History of Shih Tzu

  Dogs of various sizes, shapes and colors have been bred in China for centuries. Records substantiate the existence of short, square, “under the table” dogs from at least 1000 B.C. By piecing together historical facts and documented records, it is possible to some extent to follow the development in China of the breeding of dogs likely to be the ancestors of the present-day Shih Tzu.


   The ancestry of the Shih Tzu is rather obscure, but it is probable that  the breed is primarily of Tibetan origin. The history of the Tibetan “Lion Dogs” is interwoven with the tenets of Buddhism, which originated in India. The lion was closely associated with Buddhism, but the lion was not indigenous to China, so the Chinese and the Tibetan lamas bred their toy dogs to resemble lions. the Shih Tzu (whose name means “lion”) is reputed to have been the oldest and smallest variety of the Tibetan “holy dogs” and bears some similarity to other Tibetan breeds. For much of the long and illustrious history of china, the breeding of the small “Lion Dog” was a favorite pastime of succeeding imperial rulers. 


    Prior to A.D. 624, documents show that small dogs were exported from Malta, Turkey, Greece, and Persia as gifts to the ruling Chinese emperors. It is likely that the first small Tibetan Lion Dogs from which the Shih Tzu is probably descended came to China during the Qing (Ch’ing) Dynasty (1644-62) as tributes from the Grand Lamas to the Chinese Imperial Court, and that the Chinese interbred these Tibetan dogs with the early western imports and with the Pug and the Pekingese.


The Shih Tzu was bred to sit around the palace of the Emperor of China and bark when people or animals approached: this was allegedly to alert people to the presence of unwanted visitors. But the Shih Tzu soon became a favorite of the Imperial Chinese court as companion dogs rather than working dogs.

- **DIRECTIVE A**
Gather every line in the rows that contains the word "puppy", and list each one in full.
The Shih Tzu history has no connection to the rows that come after it.

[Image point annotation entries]
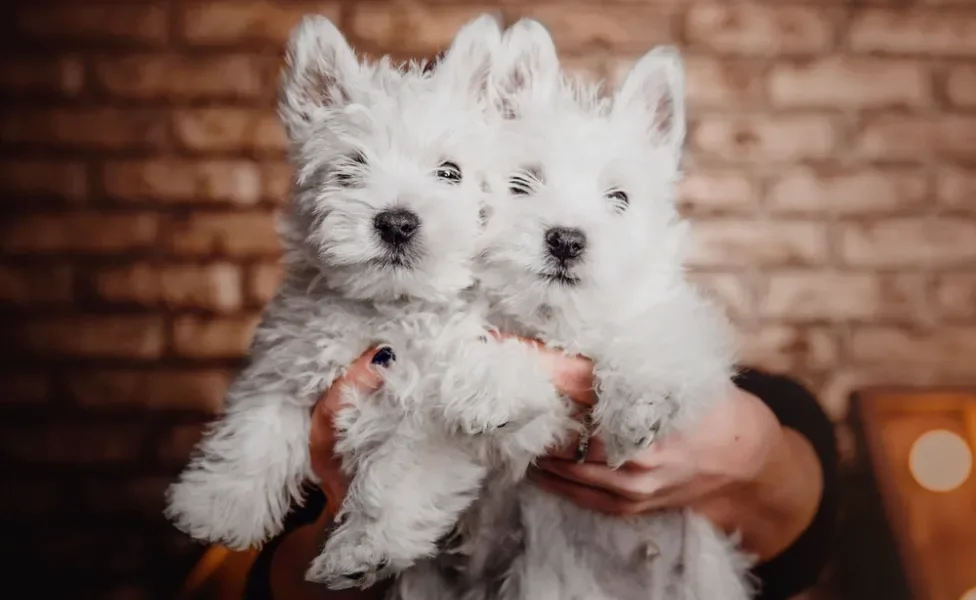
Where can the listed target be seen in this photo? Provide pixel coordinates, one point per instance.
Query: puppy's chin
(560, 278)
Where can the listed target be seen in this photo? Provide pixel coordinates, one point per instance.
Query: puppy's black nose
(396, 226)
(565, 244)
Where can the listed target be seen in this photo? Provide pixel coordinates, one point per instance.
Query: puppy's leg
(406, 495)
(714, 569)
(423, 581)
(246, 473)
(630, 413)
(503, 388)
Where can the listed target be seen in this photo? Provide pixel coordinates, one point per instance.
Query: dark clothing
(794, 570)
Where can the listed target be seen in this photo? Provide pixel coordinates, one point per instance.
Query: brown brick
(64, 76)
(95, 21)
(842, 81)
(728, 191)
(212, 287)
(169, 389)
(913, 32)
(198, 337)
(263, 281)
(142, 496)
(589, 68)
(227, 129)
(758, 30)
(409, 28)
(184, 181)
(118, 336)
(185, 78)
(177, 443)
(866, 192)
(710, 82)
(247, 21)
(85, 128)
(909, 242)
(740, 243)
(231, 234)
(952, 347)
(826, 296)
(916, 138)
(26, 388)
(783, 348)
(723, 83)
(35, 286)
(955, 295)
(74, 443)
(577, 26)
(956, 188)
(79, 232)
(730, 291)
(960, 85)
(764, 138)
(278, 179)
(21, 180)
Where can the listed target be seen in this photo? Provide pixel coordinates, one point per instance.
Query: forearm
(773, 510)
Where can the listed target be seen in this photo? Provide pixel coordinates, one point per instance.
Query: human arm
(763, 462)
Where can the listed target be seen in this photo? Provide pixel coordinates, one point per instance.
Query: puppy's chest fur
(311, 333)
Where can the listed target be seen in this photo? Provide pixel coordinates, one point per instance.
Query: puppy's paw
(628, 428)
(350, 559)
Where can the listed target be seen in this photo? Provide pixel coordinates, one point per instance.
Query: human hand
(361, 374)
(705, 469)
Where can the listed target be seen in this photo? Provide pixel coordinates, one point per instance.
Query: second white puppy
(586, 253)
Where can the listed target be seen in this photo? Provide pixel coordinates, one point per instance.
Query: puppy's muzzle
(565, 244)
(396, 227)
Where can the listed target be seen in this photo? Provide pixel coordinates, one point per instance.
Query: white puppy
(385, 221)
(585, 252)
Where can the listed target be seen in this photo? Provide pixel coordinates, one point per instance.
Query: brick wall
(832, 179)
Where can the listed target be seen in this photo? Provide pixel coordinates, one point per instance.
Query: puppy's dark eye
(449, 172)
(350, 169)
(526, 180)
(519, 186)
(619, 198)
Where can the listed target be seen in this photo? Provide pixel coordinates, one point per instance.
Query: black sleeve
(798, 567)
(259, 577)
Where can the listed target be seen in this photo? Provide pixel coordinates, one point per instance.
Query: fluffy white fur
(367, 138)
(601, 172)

- **DIRECTIVE B**
Duplicate the stretch of the Shih Tzu history from "History of Shih" through "present-day Shih Tzu.".

- **FINAL ANSWER A**
Query: puppy's chin
Query: puppy's black nose
Query: puppy's leg
Query: puppy's chest fur
Query: puppy's paw
Query: second white puppy
Query: puppy's muzzle
Query: white puppy
Query: puppy's dark eye

- **FINAL ANSWER B**
History of Shih Tzu

  Dogs of various sizes, shapes and colors have been bred in China for centuries. Records substantiate the existence of short, square, “under the table” dogs from at least 1000 B.C. By piecing together historical facts and documented records, it is possible to some extent to follow the development in China of the breeding of dogs likely to be the ancestors of the present-day Shih Tzu.